**Aim:**
Locate the line that contains "Might you point out the colorful". Copy it and every following line through the end of the records, exactly, and include nothing else.

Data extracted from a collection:
━━━━━━━━

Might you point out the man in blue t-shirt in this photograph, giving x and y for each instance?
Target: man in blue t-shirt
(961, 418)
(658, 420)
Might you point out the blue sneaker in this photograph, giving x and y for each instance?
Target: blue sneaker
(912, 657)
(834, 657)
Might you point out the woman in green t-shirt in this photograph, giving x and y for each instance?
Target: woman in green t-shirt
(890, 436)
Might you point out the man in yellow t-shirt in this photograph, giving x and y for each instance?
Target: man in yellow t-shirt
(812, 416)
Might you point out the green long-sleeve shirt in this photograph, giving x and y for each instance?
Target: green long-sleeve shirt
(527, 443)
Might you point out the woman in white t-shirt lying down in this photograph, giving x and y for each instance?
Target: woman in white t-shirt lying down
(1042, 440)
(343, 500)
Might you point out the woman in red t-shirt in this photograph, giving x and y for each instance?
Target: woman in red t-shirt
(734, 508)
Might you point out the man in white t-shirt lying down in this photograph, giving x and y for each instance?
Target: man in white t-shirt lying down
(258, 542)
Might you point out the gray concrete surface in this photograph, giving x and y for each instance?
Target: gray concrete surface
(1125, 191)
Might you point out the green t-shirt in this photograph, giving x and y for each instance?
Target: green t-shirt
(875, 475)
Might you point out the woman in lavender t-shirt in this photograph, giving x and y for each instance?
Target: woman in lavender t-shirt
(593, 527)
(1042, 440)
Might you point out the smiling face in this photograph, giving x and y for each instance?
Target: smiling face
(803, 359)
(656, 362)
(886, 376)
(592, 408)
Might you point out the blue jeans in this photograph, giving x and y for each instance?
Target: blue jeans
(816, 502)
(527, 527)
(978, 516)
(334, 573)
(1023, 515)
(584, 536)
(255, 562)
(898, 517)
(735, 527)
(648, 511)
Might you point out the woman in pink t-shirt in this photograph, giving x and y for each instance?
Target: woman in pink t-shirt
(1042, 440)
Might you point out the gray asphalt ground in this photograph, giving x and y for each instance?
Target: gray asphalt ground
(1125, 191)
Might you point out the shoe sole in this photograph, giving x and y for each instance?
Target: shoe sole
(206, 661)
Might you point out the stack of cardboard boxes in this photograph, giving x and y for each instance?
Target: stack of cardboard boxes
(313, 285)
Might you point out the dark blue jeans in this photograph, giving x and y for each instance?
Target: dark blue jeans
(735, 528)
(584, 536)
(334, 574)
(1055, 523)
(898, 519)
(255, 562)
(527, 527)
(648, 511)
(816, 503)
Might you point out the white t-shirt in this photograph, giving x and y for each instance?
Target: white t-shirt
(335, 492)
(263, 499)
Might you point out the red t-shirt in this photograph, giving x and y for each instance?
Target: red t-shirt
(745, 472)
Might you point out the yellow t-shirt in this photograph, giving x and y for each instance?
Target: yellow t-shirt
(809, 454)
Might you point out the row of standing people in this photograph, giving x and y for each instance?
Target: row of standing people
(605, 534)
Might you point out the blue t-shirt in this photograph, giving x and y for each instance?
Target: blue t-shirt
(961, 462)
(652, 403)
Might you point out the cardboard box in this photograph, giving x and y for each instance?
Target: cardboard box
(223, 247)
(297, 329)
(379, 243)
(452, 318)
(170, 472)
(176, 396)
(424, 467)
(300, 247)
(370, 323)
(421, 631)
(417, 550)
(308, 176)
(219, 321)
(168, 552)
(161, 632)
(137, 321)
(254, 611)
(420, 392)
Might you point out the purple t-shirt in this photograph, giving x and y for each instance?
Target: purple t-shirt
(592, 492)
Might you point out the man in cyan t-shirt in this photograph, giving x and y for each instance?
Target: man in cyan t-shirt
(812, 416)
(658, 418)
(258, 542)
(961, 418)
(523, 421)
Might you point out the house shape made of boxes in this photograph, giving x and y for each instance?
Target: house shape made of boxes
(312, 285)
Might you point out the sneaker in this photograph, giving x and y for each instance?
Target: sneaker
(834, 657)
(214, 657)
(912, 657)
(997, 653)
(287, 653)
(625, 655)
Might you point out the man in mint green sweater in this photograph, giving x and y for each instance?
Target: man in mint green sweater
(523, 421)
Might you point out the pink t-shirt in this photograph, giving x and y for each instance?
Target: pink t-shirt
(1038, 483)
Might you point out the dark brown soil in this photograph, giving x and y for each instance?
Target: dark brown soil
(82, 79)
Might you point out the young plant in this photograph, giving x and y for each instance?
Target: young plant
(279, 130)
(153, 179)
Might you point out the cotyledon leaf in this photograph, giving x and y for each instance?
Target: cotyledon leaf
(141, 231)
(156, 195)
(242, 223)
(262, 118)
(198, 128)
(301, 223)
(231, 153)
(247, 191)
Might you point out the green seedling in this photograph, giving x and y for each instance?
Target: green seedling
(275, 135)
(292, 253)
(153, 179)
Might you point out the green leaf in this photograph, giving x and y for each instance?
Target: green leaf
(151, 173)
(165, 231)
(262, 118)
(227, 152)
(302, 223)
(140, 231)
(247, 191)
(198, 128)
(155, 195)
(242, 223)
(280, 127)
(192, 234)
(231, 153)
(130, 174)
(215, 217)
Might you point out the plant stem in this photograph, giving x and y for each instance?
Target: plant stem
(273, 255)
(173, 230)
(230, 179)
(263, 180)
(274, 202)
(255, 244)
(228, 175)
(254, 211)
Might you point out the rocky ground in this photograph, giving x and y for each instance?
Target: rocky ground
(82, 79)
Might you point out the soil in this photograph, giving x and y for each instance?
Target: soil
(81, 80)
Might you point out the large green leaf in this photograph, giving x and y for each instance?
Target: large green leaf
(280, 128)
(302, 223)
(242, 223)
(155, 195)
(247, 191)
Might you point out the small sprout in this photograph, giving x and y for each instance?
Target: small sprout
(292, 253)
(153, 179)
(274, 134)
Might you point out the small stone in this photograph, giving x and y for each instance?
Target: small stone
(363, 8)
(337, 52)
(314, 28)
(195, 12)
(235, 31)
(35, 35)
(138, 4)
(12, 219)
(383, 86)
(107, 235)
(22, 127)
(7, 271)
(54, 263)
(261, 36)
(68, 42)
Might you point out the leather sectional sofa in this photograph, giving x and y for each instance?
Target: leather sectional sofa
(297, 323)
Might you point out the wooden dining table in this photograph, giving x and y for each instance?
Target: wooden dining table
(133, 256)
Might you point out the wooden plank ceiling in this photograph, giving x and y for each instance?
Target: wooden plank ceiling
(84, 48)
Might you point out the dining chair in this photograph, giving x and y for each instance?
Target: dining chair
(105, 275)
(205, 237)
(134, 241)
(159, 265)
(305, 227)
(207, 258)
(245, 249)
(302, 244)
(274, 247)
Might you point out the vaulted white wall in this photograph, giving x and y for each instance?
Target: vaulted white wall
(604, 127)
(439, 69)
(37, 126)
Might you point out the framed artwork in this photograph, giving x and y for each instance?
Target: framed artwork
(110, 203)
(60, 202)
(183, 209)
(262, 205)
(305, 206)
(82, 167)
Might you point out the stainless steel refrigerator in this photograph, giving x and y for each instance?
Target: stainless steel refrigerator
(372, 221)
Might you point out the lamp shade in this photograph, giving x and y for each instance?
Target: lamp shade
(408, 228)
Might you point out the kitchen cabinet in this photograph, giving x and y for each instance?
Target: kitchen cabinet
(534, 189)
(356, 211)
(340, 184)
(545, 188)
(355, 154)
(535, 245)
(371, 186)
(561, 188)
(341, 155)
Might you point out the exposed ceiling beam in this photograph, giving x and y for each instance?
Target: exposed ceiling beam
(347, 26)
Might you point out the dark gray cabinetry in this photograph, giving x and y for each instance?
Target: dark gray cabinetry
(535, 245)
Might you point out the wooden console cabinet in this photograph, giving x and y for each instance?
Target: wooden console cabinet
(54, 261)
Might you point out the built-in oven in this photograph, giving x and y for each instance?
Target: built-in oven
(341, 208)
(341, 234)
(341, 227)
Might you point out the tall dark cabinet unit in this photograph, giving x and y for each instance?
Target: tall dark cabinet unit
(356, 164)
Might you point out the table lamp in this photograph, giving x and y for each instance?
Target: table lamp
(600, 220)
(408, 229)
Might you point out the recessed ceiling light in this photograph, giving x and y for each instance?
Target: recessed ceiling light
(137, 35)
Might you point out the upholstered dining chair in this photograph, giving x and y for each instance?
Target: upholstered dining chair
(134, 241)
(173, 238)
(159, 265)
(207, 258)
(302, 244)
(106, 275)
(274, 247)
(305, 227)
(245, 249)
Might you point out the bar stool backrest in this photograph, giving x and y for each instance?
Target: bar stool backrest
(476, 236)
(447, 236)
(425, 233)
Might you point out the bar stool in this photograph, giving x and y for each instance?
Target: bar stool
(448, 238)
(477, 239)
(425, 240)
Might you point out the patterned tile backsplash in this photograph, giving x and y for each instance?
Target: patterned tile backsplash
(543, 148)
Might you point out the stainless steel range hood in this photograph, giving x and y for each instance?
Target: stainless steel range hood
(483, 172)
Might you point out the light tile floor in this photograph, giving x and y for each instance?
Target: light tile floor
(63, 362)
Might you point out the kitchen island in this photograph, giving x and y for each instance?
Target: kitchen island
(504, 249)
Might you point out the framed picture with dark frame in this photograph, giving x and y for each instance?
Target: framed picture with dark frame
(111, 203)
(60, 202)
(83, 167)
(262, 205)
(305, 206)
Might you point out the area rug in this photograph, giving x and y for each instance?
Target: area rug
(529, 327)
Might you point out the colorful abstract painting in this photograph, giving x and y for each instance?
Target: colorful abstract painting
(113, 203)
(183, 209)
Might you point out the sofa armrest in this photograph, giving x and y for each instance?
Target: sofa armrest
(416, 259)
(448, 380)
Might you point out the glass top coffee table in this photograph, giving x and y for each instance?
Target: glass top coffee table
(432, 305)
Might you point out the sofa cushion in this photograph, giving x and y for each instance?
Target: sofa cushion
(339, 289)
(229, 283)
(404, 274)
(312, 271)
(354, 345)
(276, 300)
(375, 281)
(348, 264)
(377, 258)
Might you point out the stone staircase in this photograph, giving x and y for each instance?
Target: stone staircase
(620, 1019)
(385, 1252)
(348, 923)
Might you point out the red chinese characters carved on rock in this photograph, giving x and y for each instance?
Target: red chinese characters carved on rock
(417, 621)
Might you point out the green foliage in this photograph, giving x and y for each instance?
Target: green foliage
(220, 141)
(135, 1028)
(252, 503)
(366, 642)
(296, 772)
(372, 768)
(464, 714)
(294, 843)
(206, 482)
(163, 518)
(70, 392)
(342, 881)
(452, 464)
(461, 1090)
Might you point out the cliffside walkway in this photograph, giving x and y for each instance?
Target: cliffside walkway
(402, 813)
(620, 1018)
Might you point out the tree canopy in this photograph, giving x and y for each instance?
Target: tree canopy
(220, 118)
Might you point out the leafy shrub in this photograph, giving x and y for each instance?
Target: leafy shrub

━━━━━━━━

**Reply to the exercise:**
Might you point out the colorful abstract painting in this photograph, giving x and y for each instance?
Target: colorful abstract painting
(113, 203)
(183, 209)
Might you point out the sofa armrest in this photograph, giving x and y for each instance?
Target: sofa armrest
(416, 259)
(448, 380)
Might you point out the glass top coffee table in this photograph, giving x and y for each instance?
Target: glass top coffee table
(432, 305)
Might you point out the sofa cushion in this photograph, giving x and y for each instance?
Target: sofa cushion
(339, 289)
(229, 283)
(404, 274)
(312, 271)
(354, 345)
(276, 300)
(375, 281)
(348, 264)
(377, 258)
Might you point out the stone staircase in this photograph, giving x and y for each instance?
Target: stone staircase
(620, 1019)
(385, 1252)
(348, 923)
Might you point out the red chinese characters carved on rock in this photograph, giving x and y for each instance?
Target: red chinese characters carved on rock
(417, 621)
Might you point out the green foliage in this photograph, giving x and y for each instance?
Target: green foliage
(220, 141)
(135, 1028)
(252, 503)
(366, 642)
(296, 772)
(372, 768)
(464, 714)
(294, 843)
(206, 482)
(163, 518)
(70, 392)
(342, 881)
(452, 464)
(461, 1090)
Might you point out the cliffside walkway in this photograph, giving x and y for each instance?
Target: cliffside walkway
(402, 813)
(620, 1018)
Might you point out the tree canopy in this photograph, giving x and y for each instance?
Target: tree canopy
(220, 118)
Might you point out the leafy shrub in this photograph, giving x and y for each instance?
Target: leafy shrub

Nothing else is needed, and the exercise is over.